Data listing:
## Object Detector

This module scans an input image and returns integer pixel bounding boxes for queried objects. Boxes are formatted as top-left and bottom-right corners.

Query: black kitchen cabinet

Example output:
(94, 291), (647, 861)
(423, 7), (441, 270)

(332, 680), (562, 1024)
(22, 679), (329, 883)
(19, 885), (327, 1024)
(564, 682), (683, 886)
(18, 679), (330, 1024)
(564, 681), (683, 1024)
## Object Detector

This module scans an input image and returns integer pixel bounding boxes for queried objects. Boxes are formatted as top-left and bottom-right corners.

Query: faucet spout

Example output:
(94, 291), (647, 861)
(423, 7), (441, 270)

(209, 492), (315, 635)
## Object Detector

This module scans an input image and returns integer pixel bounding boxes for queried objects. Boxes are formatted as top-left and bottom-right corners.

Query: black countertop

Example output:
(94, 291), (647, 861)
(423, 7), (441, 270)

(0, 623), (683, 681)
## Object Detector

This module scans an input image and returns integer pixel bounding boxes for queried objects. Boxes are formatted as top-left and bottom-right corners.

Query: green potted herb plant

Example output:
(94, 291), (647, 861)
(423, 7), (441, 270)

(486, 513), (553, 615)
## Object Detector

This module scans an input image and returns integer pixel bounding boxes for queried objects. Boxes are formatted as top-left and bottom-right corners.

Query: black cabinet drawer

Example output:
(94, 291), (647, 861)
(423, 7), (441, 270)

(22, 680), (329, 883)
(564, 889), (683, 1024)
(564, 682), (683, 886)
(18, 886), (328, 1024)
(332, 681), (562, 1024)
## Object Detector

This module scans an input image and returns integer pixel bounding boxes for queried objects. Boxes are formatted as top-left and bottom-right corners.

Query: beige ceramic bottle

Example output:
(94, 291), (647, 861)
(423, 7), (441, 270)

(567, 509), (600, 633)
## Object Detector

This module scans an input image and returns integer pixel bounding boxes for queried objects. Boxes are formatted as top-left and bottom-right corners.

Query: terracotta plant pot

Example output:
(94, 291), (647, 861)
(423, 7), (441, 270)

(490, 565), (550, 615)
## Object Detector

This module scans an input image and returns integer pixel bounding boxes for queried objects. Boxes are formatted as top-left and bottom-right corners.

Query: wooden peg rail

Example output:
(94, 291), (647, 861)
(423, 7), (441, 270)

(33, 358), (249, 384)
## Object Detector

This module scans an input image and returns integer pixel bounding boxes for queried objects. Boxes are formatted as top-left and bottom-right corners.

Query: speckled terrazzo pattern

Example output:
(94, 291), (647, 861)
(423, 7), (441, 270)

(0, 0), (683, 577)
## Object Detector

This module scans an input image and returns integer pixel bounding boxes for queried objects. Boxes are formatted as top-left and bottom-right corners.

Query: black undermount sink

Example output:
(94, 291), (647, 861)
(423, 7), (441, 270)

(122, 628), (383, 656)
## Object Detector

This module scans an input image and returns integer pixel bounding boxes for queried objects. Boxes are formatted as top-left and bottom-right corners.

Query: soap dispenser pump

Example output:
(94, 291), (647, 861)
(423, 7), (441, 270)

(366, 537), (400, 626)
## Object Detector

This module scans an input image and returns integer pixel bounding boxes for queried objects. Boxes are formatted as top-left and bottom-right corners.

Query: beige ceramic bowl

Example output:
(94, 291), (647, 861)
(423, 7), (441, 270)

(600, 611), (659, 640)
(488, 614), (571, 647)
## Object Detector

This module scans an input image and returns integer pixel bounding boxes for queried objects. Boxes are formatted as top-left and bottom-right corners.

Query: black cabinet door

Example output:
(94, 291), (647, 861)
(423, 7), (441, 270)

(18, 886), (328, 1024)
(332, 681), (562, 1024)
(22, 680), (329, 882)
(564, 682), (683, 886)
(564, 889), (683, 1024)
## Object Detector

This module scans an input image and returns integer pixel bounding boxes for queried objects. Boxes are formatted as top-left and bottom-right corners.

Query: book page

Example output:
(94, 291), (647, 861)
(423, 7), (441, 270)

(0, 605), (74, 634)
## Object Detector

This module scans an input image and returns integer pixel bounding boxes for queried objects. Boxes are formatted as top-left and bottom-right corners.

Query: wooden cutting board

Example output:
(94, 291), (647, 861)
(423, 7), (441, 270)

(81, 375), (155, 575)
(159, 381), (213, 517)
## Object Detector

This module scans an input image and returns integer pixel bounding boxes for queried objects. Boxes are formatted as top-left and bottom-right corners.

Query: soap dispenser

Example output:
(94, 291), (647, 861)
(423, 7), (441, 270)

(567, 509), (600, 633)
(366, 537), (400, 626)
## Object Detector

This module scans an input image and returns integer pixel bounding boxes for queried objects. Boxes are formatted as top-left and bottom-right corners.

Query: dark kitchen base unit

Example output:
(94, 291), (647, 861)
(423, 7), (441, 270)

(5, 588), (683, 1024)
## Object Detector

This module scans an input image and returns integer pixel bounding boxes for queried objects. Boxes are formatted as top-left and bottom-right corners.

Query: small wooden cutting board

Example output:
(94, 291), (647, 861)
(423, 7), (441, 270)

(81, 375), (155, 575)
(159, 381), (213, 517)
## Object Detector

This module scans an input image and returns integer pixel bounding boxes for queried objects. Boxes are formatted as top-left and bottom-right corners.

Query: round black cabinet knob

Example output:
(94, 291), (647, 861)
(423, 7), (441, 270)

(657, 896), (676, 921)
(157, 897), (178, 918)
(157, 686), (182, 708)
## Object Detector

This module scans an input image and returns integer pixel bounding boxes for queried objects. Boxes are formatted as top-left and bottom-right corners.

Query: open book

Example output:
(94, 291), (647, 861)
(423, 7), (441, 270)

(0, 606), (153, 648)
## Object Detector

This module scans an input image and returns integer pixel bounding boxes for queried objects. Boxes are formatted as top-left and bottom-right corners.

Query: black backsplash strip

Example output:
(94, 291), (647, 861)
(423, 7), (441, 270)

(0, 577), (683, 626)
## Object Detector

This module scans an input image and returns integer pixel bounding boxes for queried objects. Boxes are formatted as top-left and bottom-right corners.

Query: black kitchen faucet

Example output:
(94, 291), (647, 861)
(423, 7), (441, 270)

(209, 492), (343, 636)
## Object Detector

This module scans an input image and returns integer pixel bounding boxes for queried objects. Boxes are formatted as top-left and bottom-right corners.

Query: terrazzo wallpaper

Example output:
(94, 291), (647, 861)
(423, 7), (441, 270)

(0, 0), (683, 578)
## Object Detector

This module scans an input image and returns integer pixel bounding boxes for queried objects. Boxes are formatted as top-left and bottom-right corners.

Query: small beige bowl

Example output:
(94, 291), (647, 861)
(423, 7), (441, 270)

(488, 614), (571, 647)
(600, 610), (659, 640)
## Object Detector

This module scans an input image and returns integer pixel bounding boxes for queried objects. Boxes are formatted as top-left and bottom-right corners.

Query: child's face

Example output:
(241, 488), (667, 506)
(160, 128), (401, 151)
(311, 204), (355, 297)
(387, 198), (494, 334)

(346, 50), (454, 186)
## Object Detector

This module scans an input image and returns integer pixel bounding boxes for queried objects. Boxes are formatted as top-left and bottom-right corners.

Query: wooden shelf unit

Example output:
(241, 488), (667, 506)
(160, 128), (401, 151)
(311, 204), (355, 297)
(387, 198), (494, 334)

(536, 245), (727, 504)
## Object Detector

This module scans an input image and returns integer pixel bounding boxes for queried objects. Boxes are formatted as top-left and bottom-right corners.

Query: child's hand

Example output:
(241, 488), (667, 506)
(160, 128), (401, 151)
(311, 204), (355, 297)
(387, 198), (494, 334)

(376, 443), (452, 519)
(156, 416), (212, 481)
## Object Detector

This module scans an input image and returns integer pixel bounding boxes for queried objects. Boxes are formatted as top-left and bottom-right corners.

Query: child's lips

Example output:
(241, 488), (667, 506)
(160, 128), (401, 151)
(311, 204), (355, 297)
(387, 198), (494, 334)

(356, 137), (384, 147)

» **SET TASK**
Starting with the first line and going on through the line with "(486, 513), (553, 615)", reproduce these lines, requests included, but multiply every bounding-box coordinate in the answers by 2.4 and round each to a whole number, with halves rounding up.

» **SOLUTION TO THIS PROBLEM**
## Object Detector

This module scans an input image and returns integer pixel bounding boxes for queried objects. Boxes are formatted as top-left and bottom-right corners.

Query: black kitchen cabinet

Example output:
(94, 291), (647, 861)
(423, 7), (441, 270)

(797, 1632), (1349, 2458)
(53, 1630), (790, 2119)
(46, 2124), (785, 2458)
(1354, 1637), (1639, 2126)
(43, 1630), (792, 2458)
(1354, 1634), (1639, 2458)
## Object Detector

This module scans an input image and returns integer pixel bounding boxes for queried objects. Boxes are formatted as top-left and bottom-right corners.

Query: faucet spout

Example output:
(94, 291), (647, 861)
(423, 7), (441, 270)

(502, 1181), (756, 1524)
## Object Detector

This module scans an input image and returns integer pixel bounding boxes for queried objects. Boxes are formatted as top-left and bottom-right corners.

Query: black countertop

Example output:
(94, 291), (647, 861)
(423, 7), (441, 270)

(0, 1495), (1639, 1634)
## Object Detector

This module scans an input image and returns integer pixel bounding boxes for queried objects. Boxes are formatted as top-left and bottom-right corners.

Query: green potted herb plant

Example output:
(94, 291), (647, 861)
(423, 7), (441, 270)

(1166, 1231), (1327, 1476)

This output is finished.